### Challenge 1:
Rewrite the thread's passage between "public static string" and "match non-ASCII characters?", inclusive, changing "EncodeNonAsciiCharacters" to "EscapeNonAscii".
### Challenge 2:
In the thread, what shows up in place of the Russian text when the asker posts the data to the WS?
### Challenge 3:
In the thread about escaping characters, why does the asker want to convert Russian characters to ASCII?

### Text:
⟨
1

I have a very nice function which encodes ASCII to russian charachters, however I need it also the other way around from russian to ASCII.

The function I have is:

public string DecodeEncodedNonAsciiCharacters(string value)
    {
        return Regex.Replace(
            value,
            @"\\u(?<Value>[a-zA-Z0-9]{4})",
            m =>
            {
                return ((char)int.Parse(m.Groups["Value"].Value, NumberStyles.HexNumber)).ToString();
            });
    }

I cant find a good way to get \u235 in my text or any other way to escape these type of characters

user3763117
  • 327
  • 1
  • 5
  • 18
  • I suspect this is duplicate pf [Decode Unicode character](http://stackoverflow.com/questions/9303257/how-to-decode-a-unicode-character-in-a-string) but without sample it is hard to say for sure... Would you mind to show sample string/expected output? – Alexei Levenkov Feb 09 '15 at 00:38
  • No its the other way around, I have Russian characters in a html string (dont have on this machine russian keyboard) and want to convert it to ASCII. The problem is as soon I post the data to my WS the ???? shows up instead of Russian between the html tags – user3763117 Feb 09 '15 at 00:40
  • the html looks like this Я легко довольствуюсь самым лучшим. (Уинстон Черчилль) – user3763117 Feb 09 '15 at 01:41

1 Answers1

2

Something like this? (Fiddle: https://dotnetfiddle.net/6BbXAt)

public static string EncodeNonAsciiCharacters(string value)
{
  return Regex.Replace(
    value,
    @"[^\x00-\x7F]",
    m => String.Format("\\u{0:X4}", (int)m.Value[0]));
}

The regex is from (grep) Regex to match non-ASCII characters?

Community
  • 1
  • 1
gaiazov
  • 1,908
  • 14
  • 26
⟩
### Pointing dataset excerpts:
⟨
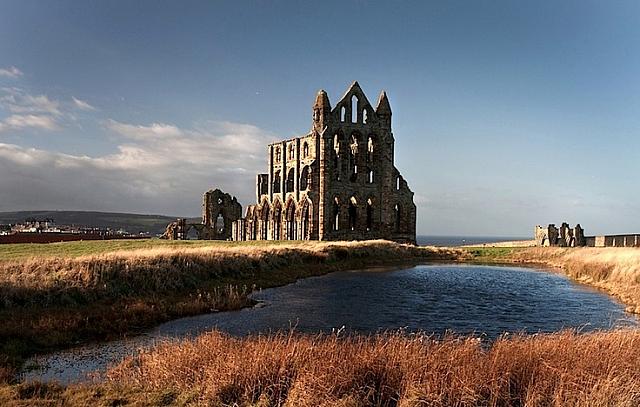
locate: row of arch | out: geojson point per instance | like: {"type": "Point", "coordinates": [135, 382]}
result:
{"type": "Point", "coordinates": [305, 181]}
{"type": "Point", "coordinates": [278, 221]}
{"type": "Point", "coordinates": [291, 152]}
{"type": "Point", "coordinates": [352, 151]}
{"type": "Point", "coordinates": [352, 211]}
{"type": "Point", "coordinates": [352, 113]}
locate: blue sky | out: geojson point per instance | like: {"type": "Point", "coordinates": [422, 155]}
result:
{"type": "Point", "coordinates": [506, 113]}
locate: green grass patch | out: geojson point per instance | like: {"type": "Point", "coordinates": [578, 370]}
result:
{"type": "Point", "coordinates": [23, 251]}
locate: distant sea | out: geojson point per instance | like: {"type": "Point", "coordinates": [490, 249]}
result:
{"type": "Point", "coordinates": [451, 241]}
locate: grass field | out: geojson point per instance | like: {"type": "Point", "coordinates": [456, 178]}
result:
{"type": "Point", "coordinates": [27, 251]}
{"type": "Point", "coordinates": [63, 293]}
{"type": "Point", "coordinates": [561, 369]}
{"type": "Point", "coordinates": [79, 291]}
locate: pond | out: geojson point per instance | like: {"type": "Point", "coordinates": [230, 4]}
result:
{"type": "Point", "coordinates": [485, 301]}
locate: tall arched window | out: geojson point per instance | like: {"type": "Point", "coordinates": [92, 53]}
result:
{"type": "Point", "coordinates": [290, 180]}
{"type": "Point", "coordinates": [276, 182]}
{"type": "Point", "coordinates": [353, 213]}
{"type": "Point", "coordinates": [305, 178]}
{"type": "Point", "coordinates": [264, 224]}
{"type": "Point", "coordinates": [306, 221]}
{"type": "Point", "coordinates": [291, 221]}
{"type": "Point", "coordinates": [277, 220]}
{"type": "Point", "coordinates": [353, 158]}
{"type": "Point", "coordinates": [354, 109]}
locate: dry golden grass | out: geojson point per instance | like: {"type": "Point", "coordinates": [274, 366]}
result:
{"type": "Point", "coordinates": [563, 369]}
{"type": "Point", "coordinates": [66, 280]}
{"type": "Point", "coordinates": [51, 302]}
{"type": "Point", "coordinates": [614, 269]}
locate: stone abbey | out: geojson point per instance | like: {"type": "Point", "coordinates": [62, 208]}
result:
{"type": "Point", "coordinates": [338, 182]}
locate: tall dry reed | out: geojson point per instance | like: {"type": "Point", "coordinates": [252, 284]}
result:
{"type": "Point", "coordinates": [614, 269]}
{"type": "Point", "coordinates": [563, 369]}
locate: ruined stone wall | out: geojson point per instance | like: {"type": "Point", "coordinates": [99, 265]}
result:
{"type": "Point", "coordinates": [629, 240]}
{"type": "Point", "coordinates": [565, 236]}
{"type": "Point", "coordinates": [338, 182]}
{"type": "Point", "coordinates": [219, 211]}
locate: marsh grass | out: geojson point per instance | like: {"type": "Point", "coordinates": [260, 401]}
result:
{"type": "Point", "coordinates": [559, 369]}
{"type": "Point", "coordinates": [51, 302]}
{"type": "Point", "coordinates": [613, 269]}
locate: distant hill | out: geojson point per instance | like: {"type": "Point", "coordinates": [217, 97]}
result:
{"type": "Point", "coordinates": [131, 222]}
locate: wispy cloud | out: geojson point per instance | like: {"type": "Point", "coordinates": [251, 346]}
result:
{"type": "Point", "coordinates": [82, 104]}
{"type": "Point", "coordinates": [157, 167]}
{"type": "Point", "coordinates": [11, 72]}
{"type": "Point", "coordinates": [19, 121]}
⟩
⟨
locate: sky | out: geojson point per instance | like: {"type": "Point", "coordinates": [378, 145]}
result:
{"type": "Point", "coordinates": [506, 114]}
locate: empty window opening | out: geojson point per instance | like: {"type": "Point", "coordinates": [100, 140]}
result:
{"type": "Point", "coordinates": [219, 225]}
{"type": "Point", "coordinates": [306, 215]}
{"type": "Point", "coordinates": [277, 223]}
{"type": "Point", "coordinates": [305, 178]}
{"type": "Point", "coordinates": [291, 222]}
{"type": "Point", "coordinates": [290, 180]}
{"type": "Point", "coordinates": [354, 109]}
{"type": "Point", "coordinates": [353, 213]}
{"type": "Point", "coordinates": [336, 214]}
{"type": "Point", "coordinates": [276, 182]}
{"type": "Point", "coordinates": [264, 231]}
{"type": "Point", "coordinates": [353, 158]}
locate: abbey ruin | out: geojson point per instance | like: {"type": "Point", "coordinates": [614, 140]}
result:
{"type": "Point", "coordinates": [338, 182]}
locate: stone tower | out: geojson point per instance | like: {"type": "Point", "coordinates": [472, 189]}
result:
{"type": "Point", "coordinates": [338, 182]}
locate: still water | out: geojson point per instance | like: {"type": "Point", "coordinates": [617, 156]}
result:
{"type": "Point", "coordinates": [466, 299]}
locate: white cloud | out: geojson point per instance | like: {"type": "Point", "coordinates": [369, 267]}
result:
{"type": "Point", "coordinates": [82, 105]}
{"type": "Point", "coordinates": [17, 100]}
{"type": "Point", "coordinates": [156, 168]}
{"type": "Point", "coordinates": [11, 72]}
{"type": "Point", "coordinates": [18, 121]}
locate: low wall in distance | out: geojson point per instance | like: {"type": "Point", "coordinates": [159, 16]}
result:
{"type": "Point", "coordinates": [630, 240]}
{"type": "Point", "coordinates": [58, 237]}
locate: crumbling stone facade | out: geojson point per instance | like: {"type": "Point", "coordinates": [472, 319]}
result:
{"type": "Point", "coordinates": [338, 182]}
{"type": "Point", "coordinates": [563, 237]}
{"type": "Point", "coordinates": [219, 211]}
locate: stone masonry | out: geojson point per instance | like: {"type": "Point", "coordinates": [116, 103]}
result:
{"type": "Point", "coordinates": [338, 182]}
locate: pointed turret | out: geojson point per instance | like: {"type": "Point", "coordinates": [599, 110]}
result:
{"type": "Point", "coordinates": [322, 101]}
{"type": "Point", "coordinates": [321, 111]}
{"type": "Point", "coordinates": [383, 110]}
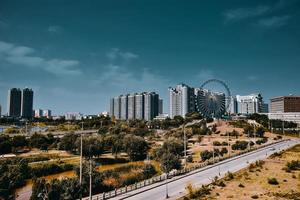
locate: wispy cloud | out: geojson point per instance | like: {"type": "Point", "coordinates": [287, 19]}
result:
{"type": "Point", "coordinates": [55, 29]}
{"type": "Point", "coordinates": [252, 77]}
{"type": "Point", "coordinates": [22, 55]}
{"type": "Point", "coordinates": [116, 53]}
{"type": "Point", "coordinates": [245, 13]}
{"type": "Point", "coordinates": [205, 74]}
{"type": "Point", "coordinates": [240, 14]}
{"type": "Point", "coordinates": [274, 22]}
⟩
⟨
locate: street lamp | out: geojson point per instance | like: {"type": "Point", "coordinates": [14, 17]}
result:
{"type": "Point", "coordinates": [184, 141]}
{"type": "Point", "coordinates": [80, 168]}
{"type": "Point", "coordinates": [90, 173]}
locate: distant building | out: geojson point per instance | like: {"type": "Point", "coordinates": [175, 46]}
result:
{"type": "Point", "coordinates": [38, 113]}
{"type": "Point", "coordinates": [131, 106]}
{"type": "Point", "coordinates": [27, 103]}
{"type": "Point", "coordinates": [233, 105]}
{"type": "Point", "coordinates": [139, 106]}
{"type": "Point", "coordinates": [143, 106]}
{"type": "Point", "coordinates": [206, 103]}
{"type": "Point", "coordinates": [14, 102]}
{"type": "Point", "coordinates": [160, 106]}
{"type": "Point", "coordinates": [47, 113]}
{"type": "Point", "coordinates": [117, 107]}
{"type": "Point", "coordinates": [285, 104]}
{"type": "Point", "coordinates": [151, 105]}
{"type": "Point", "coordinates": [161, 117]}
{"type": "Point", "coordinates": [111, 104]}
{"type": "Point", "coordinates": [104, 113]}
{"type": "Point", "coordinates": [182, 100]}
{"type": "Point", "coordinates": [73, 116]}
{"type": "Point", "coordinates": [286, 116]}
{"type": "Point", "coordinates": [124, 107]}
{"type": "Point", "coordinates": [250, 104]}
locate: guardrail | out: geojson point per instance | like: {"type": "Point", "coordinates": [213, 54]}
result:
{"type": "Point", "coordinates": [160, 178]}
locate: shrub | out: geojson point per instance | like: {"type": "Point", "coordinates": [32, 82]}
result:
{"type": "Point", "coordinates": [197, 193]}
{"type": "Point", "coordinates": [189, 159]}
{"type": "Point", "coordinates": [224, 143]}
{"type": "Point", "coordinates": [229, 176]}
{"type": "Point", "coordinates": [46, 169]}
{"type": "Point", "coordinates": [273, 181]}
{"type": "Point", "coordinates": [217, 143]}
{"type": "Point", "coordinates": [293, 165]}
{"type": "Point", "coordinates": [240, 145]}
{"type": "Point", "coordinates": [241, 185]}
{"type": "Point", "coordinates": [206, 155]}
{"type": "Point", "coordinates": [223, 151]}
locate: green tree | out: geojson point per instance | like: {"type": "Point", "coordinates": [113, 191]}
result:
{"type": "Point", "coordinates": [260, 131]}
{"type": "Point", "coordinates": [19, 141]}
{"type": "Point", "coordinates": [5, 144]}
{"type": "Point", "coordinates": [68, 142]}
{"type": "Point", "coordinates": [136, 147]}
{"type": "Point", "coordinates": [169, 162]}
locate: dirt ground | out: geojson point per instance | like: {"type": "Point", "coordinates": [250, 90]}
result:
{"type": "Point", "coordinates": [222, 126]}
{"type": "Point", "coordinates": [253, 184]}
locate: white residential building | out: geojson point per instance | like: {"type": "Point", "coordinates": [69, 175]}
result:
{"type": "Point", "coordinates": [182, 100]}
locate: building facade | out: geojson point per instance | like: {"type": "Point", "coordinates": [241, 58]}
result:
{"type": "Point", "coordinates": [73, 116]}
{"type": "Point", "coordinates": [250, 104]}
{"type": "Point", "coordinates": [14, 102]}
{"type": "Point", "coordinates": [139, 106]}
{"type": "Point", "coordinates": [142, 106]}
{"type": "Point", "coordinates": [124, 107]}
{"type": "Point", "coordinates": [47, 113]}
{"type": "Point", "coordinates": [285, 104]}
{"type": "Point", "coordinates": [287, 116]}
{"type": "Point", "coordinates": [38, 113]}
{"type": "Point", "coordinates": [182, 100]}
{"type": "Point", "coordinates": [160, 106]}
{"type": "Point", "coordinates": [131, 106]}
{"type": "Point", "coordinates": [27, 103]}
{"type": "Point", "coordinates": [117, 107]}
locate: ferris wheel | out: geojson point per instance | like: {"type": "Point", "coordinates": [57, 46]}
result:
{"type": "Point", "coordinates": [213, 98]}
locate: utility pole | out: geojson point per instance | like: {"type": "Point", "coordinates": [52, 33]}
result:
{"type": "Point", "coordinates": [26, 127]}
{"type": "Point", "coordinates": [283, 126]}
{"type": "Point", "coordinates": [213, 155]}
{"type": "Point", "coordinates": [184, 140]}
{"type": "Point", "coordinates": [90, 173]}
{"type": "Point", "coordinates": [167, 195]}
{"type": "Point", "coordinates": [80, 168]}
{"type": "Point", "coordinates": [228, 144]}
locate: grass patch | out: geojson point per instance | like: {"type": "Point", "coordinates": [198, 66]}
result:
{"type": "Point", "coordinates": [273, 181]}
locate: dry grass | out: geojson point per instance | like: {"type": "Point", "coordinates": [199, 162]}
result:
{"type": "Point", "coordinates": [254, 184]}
⟩
### Exercise response 1:
public static string EscapeNonAscii(string value)
{
  return Regex.Replace(
    value,
    @"[^\x00-\x7F]",
    m => String.Format("\\u{0:X4}", (int)m.Value[0]));
}

The regex is from (grep) Regex to match non-ASCII characters?

### Exercise response 2:
Question marks (????) show up instead of the Russian text between the HTML tags.

### Exercise response 3:
The asker has Russian characters in an HTML string. As soon as that data is posted to the WS, ???? shows up between the HTML tags instead of the Russian text.